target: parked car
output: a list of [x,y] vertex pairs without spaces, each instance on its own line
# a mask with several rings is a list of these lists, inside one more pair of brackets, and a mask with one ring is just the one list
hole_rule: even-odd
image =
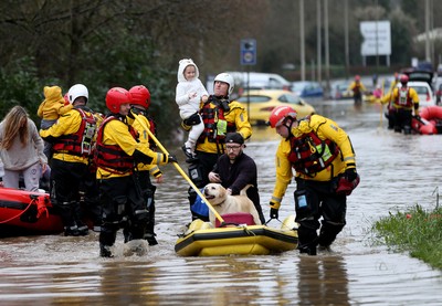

• • • •

위 항목의 모든 줄을 한 글자도 바꾸지 말고 다시 적으세요. 그림은 답에서 빼세요.

target: parked car
output: a list of [x,y] vertex pairs without spaces, each instance on its own line
# a mask with several rings is a list of these lists, inside one more pair of brackets, and a mask with one ring is just the one list
hole_rule: even-odd
image =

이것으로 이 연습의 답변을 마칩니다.